Report every line in the listing below that contains the string "surface", copying each of those lines in full.

[Entries for labeling bounding boxes]
+--

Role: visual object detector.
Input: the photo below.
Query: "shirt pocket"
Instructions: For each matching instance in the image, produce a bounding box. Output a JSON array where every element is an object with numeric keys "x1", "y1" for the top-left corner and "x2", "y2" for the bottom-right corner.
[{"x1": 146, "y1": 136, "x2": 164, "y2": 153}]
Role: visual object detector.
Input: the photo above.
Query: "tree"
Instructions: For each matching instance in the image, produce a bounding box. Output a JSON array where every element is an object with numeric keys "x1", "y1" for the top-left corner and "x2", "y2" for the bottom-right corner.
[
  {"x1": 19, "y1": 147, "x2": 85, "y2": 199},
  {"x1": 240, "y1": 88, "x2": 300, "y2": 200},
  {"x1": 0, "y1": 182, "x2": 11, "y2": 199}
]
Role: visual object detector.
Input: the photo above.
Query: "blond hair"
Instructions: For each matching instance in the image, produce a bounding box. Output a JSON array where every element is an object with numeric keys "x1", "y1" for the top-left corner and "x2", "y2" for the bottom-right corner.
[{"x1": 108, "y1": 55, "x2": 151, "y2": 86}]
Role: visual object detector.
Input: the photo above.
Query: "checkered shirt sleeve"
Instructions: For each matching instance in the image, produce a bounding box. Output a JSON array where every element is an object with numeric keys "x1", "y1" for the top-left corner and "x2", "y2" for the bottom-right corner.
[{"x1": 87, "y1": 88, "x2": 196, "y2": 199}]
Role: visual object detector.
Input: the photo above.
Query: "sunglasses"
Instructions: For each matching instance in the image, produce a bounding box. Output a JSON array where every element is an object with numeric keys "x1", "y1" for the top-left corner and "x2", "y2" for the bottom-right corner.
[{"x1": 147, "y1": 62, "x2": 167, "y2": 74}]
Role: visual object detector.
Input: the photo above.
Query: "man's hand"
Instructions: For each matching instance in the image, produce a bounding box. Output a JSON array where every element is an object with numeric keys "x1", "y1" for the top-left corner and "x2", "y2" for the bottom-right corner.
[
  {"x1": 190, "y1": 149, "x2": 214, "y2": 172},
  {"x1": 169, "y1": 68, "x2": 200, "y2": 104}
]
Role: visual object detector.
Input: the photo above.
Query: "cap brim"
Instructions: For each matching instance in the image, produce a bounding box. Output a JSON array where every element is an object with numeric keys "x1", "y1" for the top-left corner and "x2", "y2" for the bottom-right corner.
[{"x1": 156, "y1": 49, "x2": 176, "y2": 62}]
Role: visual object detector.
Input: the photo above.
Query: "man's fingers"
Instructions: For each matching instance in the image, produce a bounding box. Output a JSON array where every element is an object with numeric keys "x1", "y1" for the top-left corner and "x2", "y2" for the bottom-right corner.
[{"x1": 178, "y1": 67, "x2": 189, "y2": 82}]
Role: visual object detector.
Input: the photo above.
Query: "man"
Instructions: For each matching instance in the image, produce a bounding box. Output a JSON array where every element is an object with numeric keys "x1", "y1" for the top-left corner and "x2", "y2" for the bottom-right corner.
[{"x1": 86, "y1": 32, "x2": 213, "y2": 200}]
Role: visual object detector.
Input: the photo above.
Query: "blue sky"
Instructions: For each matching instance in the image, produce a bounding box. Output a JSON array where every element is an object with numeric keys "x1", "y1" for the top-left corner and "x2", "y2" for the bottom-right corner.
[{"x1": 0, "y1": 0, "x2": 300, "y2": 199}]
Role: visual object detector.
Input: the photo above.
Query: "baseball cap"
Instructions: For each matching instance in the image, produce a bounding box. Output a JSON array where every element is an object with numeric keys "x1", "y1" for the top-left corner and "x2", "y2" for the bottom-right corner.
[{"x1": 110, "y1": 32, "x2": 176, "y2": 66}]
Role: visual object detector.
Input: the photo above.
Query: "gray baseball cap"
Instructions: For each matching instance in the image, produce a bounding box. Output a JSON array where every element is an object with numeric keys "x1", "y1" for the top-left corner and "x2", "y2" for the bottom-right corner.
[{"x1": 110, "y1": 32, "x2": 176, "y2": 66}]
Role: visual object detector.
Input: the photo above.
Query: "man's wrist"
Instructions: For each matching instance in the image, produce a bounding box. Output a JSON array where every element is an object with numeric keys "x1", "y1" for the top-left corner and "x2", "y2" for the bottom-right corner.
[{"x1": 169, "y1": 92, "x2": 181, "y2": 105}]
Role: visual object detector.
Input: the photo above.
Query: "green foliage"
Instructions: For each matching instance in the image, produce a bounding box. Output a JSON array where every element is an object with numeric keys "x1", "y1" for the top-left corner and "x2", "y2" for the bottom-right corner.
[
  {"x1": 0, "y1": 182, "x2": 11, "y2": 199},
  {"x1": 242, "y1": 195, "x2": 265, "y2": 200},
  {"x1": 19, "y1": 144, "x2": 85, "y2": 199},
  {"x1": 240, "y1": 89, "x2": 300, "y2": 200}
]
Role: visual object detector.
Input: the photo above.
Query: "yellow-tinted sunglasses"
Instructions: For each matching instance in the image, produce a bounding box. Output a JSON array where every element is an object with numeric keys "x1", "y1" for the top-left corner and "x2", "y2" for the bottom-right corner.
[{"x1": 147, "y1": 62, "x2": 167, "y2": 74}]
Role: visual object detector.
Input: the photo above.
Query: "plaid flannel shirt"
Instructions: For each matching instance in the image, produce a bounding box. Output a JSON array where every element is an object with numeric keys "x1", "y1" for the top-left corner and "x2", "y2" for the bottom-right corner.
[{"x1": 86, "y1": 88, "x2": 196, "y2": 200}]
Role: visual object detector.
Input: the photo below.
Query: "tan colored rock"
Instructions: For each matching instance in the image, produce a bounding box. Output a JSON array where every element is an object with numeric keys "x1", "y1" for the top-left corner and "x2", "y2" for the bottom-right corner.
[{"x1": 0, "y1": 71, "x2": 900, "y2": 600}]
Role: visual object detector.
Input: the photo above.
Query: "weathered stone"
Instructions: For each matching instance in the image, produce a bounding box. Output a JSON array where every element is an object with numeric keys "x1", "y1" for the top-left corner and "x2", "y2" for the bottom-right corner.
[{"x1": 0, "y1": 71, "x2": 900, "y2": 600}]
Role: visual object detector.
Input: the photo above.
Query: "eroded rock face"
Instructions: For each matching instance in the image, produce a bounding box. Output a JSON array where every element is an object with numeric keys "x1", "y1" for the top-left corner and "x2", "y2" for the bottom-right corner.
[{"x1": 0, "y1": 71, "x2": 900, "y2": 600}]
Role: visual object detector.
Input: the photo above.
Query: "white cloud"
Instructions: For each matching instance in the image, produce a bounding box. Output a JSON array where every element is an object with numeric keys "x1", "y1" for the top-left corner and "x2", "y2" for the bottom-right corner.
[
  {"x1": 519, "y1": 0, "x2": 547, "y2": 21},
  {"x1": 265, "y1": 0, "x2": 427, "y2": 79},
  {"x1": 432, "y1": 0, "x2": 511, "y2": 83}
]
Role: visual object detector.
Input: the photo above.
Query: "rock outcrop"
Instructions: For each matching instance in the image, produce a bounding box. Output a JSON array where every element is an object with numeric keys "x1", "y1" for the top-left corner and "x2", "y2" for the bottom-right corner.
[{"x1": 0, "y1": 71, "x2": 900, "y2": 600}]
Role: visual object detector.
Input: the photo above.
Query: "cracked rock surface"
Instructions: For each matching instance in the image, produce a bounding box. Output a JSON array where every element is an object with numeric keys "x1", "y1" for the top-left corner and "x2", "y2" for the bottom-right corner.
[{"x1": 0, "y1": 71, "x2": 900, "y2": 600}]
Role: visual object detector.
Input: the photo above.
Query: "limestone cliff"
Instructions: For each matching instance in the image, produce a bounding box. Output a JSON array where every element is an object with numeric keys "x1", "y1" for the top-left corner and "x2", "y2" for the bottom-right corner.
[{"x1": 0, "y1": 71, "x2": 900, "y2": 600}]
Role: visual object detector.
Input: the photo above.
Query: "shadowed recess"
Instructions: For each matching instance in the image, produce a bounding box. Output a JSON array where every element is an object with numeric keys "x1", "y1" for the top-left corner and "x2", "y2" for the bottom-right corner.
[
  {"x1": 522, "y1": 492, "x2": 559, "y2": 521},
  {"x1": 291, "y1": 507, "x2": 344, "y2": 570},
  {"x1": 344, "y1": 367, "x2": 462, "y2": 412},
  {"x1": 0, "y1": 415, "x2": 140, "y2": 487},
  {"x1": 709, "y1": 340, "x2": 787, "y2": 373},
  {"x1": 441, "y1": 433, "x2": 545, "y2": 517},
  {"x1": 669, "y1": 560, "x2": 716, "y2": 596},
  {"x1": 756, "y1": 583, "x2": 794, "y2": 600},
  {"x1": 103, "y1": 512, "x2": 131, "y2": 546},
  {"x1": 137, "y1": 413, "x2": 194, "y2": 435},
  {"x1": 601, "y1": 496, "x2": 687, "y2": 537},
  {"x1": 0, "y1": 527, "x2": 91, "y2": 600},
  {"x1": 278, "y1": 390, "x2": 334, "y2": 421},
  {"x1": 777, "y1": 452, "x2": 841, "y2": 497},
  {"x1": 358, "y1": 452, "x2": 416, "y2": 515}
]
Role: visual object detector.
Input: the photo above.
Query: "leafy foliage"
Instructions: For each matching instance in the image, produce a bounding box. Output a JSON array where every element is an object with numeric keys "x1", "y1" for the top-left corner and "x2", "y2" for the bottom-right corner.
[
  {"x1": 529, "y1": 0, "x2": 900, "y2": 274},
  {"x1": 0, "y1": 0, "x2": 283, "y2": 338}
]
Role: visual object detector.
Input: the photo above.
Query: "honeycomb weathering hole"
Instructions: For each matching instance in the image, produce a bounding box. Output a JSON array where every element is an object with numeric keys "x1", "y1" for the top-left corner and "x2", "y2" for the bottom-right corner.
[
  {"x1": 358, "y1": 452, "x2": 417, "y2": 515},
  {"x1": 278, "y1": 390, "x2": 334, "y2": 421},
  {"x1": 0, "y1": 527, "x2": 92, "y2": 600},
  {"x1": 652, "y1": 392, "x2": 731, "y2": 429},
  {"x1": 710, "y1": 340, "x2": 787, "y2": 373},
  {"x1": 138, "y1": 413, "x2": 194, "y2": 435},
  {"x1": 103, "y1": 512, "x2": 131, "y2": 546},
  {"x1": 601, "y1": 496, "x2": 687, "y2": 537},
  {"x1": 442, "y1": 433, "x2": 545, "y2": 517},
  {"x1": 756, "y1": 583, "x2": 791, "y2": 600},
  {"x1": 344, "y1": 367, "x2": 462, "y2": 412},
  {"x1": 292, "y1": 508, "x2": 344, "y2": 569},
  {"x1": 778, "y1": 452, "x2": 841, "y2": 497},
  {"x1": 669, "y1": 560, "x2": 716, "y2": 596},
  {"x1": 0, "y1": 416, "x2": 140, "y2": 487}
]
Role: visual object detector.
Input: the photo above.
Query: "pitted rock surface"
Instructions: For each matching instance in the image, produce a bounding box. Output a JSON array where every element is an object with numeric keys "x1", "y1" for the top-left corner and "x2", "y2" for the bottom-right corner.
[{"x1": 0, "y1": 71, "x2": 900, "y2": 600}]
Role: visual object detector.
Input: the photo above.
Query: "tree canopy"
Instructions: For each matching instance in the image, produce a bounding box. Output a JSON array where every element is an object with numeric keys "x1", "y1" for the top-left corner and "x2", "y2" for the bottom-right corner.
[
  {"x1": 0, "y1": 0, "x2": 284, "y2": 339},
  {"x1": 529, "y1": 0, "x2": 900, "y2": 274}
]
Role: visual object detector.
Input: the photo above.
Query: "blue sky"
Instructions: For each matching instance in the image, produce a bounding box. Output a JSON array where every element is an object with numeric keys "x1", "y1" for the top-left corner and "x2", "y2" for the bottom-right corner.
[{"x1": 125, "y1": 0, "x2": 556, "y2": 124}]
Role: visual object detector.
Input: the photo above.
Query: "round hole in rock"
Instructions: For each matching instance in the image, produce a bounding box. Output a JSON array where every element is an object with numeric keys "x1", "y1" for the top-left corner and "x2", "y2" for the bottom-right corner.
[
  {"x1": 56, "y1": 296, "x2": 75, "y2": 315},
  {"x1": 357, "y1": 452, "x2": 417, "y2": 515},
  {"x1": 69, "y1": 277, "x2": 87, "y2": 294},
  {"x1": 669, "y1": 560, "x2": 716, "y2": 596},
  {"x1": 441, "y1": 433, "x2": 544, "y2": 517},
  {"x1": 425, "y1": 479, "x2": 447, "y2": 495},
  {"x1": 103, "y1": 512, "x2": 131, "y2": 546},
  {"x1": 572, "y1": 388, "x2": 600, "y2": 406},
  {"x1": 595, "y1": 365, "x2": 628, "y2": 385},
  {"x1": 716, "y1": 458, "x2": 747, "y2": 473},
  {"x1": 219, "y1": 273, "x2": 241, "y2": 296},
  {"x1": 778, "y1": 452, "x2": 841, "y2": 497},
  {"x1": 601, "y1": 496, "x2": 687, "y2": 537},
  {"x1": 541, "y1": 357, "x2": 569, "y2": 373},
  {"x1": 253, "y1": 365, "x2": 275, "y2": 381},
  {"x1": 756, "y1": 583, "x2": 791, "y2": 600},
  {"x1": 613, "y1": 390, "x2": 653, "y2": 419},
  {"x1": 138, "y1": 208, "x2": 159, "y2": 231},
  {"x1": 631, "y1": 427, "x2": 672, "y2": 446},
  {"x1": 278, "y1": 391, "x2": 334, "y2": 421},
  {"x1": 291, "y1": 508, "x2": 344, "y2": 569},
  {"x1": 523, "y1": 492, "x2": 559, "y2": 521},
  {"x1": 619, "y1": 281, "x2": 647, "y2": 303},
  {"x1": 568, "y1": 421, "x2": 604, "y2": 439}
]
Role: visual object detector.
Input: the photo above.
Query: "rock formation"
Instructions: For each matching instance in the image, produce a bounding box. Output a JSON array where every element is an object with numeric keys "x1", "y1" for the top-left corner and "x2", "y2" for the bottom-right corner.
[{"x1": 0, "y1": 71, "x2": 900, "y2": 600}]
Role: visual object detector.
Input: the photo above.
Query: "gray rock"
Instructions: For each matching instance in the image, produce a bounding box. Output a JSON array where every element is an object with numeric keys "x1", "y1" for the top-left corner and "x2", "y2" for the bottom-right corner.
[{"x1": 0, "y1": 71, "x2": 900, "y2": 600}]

+--

### Task output
Query: "cracked rock surface"
Query: "pitted rock surface"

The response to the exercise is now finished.